Tuatahi: It’s been a life in the making.

Of this Place:
Kōrero with Pip Davies on what it means to be.


1/6

A peek into someone’s inner world.
A kōrero* to bring into your own world.
 

The following conversation took place at the end of February 2023, at AKINA Gallery in Hastings, New Zealand, Aotearoa. I sat with Pip Davies and Sacha Miriama van den Berg, and took in their stories, of what I later determined to centre around the themes of what it means to be. 

To be learning. 

To be growing. 

To be ignorant,

and to be of this place.

Editing has taken place in the months that have followed. I share this for transparency into my process, as Pip offers hers later in the series. Like Pip, I’ve been feeling out what happens next. 

I’ve listened to the hour and a half recording of our conversation, and typed it all out how I feel it was meant to be understood. 

There are six parts to this blog series, loosely resembling the six reluctant icons of Pip Davies’ inaugural gallery-hosted exhibition, Of This Place. Pip herself could be seen as areluctant icon, but this only adds to the intriguing nature of this contemplation of what it means to be.

----

TASK PROMPT: Can you condense the paragraph of the blog introduction that begins "The following conversation took place" into a short bulleted list that keeps its main facts? Nothing in the blog introduction depends on the records.

RAW RECORDS:
----

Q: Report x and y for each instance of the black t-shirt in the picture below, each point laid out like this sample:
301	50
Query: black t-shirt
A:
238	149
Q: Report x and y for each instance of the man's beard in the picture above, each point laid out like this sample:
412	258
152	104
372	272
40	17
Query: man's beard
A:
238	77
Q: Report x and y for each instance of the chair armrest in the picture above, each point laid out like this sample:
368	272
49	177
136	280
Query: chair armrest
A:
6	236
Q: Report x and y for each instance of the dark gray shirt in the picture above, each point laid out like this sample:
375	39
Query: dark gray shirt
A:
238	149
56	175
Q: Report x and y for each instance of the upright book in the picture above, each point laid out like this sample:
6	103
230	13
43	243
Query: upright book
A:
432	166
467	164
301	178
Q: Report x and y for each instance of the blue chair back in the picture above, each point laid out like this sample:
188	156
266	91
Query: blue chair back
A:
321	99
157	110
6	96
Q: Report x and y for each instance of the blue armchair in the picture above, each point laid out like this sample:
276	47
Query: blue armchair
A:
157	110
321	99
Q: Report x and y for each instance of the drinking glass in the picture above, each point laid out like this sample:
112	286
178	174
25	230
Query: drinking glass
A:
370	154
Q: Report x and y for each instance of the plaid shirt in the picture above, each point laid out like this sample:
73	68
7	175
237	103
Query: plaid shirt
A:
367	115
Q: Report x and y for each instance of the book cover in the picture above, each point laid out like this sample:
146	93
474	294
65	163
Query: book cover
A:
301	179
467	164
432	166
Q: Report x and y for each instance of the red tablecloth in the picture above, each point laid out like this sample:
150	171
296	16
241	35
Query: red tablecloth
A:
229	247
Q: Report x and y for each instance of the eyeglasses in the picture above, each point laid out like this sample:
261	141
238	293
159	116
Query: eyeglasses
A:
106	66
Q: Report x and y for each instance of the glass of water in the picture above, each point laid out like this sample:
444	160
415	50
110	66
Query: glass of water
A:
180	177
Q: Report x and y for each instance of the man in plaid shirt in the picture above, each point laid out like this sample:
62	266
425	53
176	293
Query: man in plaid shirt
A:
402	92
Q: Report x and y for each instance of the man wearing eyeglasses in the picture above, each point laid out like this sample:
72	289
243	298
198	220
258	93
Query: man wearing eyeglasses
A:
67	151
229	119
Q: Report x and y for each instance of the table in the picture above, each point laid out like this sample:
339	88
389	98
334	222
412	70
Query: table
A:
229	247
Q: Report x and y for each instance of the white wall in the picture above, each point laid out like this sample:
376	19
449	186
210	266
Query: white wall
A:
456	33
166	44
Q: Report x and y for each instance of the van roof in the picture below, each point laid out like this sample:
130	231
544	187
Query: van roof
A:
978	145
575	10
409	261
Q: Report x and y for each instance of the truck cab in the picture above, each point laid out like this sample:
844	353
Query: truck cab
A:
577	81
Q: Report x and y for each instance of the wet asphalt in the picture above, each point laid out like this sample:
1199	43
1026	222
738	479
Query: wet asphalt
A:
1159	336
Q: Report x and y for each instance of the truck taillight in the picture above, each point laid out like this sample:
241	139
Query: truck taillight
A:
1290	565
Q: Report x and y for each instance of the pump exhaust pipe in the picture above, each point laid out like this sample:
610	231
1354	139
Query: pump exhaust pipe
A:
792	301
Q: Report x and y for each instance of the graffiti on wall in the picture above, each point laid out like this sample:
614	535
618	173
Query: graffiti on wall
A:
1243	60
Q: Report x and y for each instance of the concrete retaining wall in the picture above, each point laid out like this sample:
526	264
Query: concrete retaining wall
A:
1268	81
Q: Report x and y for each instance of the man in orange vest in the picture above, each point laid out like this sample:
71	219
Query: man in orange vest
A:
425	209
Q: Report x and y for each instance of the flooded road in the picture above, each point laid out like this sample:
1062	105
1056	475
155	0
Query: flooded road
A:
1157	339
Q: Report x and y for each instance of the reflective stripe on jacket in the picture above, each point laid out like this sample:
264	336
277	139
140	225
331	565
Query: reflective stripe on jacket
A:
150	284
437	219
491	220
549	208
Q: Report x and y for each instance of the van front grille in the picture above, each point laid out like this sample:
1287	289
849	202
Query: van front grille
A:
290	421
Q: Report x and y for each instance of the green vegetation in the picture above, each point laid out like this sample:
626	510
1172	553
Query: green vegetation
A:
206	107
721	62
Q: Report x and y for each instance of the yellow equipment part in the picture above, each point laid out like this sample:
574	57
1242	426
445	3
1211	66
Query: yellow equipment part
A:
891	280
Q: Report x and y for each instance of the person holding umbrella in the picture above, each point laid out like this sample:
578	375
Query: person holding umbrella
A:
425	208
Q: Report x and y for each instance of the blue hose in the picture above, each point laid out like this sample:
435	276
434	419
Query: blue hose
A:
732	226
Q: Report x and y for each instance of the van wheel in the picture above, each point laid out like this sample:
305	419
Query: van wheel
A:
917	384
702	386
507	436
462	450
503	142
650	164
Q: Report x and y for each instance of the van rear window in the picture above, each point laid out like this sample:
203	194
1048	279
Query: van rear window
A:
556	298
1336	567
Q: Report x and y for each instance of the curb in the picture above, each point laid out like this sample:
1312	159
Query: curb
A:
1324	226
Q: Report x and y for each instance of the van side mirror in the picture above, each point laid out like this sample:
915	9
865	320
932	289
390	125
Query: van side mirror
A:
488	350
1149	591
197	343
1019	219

----

TASK RESULT:
- When: end of February 2023
- Where: AKINA Gallery in Hastings, New Zealand, Aotearoa
- Who: the writer sat with Pip Davies and Sacha Miriama van den Berg and took in their stories
- Themes: later judged to center on what it means to be